読む文章:
========

ワクチンの素晴らしい効果


親愛なるロータリアンの皆さん、世界的には、先進国でも発展途上国でも乳幼児の死亡率は低下しており、平均寿命は延びてきています。1960 年には、新生児1,000 人のうち182人が5 歳になる前に亡くなっていました。今日では、この数は43 人にまで減っています。1960 年、子どもが生まれた時、平均寿命は52歳でしたが、今年生まれた子どもたちは平均で71 歳まで生きると考えられています。

当時も今も、子どもの人生を決定する主要因は、この世に生を受けた時にほぼ決まっています。生まれた場所、家族の学歴や経済的な事情、医療が受けられるかどうか。公衆衛生における最も重要な進歩の一つが世界中の国々に行き届いた今、すべての子どもに行きわたらせなければならないものがあります。それは予防接種です。

ワクチンの接種により、ジフテリアや破傷風、風疹など、かつてはまん延していた疾病が世界中の多くの地域でほぼ根絶しています。ワクチンのおかげで、2000 年以降、2,000 万人の命がはしかから救われました。天然痘は根絶されています。次はポリオです。

========

課題のねらい:
ワクチンの文章について、次の問いに答えてください。
(a) 1960年には、新生児1,000人のうち何人が5歳になる前に亡くなっていましたか。
(b) 2000年以降、ワクチンによってはしかから救われた命は何人ですか。
(c) すでに根絶されたと書かれている病気は何ですか。
ここからの行は、ワクチンの文章とは別の出典から取られています。

========

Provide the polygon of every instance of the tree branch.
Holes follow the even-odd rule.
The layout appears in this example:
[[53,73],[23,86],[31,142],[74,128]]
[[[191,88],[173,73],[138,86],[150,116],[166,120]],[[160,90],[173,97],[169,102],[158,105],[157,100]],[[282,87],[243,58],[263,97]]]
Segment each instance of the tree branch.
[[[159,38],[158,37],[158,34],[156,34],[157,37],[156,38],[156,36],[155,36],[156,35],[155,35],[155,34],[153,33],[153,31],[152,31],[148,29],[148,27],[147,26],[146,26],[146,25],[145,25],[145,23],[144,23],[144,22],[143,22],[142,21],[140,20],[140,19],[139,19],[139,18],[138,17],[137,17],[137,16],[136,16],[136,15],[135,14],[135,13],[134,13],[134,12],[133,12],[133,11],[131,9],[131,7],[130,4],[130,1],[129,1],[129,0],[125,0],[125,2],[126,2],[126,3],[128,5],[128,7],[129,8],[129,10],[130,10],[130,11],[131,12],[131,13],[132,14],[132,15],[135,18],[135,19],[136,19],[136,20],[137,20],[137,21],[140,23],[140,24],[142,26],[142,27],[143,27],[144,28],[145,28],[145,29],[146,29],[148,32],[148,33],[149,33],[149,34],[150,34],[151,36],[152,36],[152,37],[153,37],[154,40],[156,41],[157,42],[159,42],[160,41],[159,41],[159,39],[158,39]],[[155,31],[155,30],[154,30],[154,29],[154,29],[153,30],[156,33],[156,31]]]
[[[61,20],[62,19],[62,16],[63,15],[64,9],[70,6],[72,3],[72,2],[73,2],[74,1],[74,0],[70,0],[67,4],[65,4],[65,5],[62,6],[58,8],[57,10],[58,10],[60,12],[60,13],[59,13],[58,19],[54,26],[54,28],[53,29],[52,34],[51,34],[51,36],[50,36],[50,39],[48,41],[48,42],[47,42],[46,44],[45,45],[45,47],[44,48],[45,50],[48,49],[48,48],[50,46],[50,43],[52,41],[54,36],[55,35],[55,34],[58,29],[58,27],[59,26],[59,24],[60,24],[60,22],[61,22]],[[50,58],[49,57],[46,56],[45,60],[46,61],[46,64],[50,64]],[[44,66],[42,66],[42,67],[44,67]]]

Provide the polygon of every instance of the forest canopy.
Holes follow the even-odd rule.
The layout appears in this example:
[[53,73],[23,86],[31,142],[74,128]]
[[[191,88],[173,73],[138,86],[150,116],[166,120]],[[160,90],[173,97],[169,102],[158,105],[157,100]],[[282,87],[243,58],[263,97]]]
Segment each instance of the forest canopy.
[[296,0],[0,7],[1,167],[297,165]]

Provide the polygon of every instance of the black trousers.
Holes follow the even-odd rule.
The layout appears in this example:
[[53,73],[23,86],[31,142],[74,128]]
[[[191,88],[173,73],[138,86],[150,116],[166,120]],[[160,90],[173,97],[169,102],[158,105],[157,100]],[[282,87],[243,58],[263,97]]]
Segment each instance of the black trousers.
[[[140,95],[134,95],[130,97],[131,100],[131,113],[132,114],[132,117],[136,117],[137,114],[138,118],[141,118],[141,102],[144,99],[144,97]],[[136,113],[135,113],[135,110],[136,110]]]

========

解答:
(a) 182人
(b) 2,000万人
(c) 天然痘